● **Short exercise 1**: Please edit the Henry Worthington piece between "After lunch James" and "the new ones.", inclusive, changing "funnels" to "smokestacks".
● **Short exercise 2**: Carry the Henry Worthington piece forward from its final sentence.

***** Page text *****

Who was Henry Worthington?

Sam Frewer
21st October 2016, 11:36
Who was Henry Worthington?
Way back in my youth, when I went dashing around the world on business, I kept a patchy sort of diary - I just recorded things which seemed interesting or funny.
Once, in Singapore, I bumped into an acquaintance, the late James Foster. He invited me to lunch on his ship in the RN Dockyard. It was the huge RFA tanker named Olynthus, later changed to Olwen. This would have been some time in mid 1967.
After lunch James showed me a very official looking letter from the Ministry of Defence which dealt with fitting new fibre-glass funnels to RFA ships. Blue and white vertical stripes, and people on the ships had to measure carefully their existing funnels before they ordered the new ones.
This, James explained, was almost certainly a spoof, attributed to somebody on another RFA ship in the Far East. It bore the signature of one Henry Worthington, which struck me as a perfectly splendid name for a senior civil servant. Somebody with a name like that couldn’t possibly be anything else! As far as James knew, no such person really existed in the corridors of power.

***** Given entries *****

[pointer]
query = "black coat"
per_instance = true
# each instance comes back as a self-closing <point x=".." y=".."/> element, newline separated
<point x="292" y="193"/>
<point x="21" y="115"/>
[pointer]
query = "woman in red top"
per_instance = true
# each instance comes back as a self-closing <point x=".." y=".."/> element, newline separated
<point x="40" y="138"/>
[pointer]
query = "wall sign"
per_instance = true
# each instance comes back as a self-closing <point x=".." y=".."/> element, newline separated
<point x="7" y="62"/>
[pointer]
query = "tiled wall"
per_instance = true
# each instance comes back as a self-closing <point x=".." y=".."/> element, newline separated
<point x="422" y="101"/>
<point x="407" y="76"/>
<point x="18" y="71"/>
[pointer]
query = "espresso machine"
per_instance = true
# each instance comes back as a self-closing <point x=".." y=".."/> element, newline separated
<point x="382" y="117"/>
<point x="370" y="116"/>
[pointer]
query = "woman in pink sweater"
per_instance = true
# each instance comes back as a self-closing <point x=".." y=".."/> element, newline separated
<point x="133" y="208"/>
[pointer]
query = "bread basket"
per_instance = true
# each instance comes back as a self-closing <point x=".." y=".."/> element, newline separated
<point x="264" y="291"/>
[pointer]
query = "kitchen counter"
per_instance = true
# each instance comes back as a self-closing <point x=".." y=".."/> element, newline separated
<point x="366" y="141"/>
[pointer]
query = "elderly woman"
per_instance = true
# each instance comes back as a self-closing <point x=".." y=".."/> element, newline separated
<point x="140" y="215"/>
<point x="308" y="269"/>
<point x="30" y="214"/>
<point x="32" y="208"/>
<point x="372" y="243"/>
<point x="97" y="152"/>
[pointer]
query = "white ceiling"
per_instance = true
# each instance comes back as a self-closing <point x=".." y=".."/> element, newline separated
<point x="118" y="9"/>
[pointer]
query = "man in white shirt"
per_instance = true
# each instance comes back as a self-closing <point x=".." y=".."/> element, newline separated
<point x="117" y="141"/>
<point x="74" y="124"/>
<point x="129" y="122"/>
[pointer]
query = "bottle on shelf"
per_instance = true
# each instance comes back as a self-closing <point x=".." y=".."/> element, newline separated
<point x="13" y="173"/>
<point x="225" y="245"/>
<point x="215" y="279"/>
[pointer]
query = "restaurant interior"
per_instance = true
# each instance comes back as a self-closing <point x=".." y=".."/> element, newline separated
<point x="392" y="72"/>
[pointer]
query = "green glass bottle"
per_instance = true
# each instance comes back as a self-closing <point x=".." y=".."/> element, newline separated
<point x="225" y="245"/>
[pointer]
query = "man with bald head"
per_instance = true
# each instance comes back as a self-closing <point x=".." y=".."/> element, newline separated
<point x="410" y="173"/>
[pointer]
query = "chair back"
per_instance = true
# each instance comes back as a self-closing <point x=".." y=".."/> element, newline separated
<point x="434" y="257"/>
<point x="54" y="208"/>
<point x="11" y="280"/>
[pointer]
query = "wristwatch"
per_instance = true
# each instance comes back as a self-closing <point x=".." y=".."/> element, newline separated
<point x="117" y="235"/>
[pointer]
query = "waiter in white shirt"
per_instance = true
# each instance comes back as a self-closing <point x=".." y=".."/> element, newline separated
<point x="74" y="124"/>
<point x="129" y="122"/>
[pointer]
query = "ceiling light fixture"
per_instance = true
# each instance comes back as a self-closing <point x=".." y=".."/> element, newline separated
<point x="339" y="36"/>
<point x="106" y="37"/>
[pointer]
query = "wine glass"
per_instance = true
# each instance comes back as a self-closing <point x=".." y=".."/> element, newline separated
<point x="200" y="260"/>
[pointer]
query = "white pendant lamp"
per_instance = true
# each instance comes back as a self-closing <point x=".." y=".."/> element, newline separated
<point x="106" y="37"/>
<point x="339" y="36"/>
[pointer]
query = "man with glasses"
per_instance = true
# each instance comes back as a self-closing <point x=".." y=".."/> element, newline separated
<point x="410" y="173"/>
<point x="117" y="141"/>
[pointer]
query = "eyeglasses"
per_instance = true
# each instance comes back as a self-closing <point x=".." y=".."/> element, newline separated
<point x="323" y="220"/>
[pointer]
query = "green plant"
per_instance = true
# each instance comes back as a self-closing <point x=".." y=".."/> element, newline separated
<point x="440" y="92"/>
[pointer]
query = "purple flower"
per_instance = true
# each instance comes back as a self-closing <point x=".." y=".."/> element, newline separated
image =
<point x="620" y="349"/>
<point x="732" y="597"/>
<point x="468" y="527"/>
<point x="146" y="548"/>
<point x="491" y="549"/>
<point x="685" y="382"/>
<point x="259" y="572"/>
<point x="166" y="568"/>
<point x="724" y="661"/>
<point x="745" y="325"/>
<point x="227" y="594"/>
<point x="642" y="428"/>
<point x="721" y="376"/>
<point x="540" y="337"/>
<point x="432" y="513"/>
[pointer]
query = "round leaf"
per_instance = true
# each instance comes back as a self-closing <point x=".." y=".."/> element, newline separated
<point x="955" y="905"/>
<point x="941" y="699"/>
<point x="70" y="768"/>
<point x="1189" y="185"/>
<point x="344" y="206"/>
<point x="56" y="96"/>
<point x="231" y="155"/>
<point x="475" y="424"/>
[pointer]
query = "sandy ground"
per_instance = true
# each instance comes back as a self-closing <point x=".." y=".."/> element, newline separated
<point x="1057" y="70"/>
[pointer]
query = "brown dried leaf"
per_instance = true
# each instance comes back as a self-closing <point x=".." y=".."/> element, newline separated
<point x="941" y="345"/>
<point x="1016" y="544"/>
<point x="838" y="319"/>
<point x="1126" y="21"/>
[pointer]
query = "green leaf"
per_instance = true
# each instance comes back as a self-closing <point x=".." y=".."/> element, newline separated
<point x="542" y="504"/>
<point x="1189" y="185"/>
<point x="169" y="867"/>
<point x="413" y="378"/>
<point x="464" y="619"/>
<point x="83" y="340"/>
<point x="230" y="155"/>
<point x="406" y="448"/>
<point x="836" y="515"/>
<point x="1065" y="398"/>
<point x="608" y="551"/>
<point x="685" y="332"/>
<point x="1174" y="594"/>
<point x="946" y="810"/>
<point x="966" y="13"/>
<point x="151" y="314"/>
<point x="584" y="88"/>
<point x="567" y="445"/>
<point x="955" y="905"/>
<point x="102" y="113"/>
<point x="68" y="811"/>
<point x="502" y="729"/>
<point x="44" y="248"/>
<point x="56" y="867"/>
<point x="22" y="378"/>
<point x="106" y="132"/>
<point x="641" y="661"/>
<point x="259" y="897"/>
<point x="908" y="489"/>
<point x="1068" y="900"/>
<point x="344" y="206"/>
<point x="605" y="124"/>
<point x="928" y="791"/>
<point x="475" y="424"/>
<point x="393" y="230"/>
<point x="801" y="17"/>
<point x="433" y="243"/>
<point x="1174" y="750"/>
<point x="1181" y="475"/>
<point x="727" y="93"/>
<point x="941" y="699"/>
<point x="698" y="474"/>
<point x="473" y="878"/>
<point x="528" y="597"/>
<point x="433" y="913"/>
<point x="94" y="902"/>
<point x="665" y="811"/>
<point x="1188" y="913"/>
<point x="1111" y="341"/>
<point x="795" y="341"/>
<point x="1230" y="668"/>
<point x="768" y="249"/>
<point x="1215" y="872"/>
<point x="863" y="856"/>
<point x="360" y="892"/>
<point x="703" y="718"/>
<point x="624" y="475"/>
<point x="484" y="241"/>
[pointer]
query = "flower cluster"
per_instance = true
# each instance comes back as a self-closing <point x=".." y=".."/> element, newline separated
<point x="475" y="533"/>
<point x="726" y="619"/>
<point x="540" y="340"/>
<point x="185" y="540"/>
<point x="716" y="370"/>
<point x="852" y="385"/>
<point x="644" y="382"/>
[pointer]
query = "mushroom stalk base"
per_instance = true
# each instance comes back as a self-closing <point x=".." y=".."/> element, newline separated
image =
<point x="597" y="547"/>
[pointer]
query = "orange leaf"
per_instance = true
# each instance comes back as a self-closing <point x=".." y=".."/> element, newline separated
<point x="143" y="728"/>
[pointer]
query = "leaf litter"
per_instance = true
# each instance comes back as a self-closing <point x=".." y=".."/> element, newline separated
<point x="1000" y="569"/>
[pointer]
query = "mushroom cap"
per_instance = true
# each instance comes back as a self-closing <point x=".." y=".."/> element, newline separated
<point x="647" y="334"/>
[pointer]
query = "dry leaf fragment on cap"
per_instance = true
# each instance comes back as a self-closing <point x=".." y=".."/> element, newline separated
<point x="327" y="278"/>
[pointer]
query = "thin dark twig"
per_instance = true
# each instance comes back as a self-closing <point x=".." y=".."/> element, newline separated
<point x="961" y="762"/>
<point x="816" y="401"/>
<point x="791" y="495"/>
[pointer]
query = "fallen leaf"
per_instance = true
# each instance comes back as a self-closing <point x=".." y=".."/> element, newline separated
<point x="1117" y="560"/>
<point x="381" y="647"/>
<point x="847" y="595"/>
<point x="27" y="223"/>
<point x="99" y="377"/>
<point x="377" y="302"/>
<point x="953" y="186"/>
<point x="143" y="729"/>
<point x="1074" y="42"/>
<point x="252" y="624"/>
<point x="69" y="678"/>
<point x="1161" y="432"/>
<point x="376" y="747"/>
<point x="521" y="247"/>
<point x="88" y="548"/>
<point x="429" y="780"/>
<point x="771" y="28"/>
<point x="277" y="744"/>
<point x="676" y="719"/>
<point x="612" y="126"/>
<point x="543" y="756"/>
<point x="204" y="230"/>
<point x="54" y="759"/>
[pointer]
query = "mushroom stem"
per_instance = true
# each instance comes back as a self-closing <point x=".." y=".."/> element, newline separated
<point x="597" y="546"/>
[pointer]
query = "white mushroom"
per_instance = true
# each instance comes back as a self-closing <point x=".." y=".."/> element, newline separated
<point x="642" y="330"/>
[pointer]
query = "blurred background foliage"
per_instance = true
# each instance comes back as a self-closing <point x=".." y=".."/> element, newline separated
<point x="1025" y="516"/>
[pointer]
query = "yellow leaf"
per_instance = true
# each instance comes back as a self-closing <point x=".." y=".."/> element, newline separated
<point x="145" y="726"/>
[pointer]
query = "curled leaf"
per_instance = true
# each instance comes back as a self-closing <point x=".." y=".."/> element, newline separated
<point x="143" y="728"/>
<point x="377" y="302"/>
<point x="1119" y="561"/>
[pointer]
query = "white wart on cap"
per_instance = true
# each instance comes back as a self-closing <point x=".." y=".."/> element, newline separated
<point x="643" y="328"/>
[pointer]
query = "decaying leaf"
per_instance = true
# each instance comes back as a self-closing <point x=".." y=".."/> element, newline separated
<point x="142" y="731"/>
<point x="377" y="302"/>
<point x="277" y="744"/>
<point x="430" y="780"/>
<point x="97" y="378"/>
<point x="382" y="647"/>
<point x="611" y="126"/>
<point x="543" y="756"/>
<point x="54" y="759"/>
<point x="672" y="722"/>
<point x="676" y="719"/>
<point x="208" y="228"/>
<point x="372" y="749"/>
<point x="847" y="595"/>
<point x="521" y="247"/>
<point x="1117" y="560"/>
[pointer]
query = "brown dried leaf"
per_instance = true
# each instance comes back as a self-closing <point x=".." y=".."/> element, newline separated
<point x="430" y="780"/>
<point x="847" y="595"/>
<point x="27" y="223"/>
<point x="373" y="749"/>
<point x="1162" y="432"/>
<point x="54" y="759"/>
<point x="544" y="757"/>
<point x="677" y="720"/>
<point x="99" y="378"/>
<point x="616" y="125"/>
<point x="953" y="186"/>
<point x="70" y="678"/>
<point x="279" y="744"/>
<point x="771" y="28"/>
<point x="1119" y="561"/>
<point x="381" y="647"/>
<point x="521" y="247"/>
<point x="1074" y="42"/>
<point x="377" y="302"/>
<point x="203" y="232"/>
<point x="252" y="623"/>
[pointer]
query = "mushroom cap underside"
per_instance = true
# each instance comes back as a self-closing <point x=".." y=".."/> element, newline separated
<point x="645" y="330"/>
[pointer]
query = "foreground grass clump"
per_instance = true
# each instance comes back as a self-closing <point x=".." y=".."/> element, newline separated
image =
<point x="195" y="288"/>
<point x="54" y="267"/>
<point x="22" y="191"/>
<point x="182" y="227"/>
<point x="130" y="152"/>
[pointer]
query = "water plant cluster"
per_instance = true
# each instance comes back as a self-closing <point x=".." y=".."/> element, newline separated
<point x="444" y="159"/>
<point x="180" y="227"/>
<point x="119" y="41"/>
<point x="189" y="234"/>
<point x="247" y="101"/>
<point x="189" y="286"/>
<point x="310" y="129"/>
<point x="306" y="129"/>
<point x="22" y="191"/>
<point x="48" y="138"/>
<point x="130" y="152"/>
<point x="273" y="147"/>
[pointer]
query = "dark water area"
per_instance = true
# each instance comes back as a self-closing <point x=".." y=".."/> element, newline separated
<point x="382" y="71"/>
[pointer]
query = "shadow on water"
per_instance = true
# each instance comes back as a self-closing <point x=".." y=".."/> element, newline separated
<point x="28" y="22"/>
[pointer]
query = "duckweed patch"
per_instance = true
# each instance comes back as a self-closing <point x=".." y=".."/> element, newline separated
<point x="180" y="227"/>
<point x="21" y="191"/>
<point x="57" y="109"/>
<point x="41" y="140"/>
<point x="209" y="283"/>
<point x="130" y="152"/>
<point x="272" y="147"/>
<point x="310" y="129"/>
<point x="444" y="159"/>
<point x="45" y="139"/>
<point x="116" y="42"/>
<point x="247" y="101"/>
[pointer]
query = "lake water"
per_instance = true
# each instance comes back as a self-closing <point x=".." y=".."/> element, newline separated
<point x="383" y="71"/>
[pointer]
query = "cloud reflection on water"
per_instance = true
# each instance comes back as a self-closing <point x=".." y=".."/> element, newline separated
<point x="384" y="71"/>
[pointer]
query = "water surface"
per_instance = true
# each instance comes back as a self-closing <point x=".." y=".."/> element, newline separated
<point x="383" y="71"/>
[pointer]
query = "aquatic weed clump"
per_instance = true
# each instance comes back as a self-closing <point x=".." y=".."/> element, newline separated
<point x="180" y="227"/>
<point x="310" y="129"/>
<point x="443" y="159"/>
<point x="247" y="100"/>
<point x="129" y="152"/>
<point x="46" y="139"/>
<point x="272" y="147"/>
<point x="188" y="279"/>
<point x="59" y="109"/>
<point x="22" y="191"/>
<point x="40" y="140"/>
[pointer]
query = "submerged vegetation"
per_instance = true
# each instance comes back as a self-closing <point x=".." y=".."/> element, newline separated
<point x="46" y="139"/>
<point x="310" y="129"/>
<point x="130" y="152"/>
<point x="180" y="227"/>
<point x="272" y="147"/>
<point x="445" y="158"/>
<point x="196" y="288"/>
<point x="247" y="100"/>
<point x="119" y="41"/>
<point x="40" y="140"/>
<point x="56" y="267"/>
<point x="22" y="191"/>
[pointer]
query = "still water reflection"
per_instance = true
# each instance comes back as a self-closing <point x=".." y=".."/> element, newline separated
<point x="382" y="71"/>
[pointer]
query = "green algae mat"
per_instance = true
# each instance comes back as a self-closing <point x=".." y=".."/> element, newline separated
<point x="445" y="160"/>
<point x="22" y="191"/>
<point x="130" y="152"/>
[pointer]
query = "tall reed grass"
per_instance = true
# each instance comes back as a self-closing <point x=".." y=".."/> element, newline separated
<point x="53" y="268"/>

*****

● **Right answer 1**:
After lunch James showed me a very official looking letter from the Ministry of Defence which dealt with fitting new fibre-glass smokestacks to RFA ships. Blue and white vertical stripes, and people on the ships had to measure carefully their existing smokestacks before they ordered the new ones.

● **Right answer 2**:
Now move on a few decades to the recent past. I read in a book about the late Maurice Oldfield, one time head of the Secret Intelligence Service MI6, that the Security Service MI5 kept a file on the then Prime Minister Harold Wilson on the grounds that he may have been a Soviet agent of influence. The file was very sensitive, and was kept in the personal safe of the Director General: there were no references to it in the general filing system. Now for the good bit – this ultra sensitive file was known as the Henry Worthington file.
So – we have two apparently unrelated matters, both occurring in the mid 1960s, where an unusual nom de plume was used for somewhat duplicitous purposes by people in different arms of government service. Pure coincidence? Can anybody throw some light on this?

29th October 2016, 21:54
Sam - how nice to hear of my very great friend, the late "Gentleman Jim" Foster. We were friends and RFA colleagues over decades and in retirement lived fairly close in Northumberland. We would meet every month or so for dinner - Jim and Meg, and my wife and I. Sadly Jim died in 2003, Meg survived him until early 2014. The fibreglass funnel spoof was almost certainly the work of David Freeman, a gifted and amusing contemporary of mine. David rose to command in the RFA but left the Service around 30 years ago, and sadly I have had no contact with him since. With his intelligence, wit and contacts it is quite possible David used an inside name to add authenticity - I am afraid it is unlikely we shall ever know, Regards Hillshepherd

Sam Frewer
2nd November 2016, 12:42
Thanks for your input, Hillshepherd. You clearly pick your friends wisely!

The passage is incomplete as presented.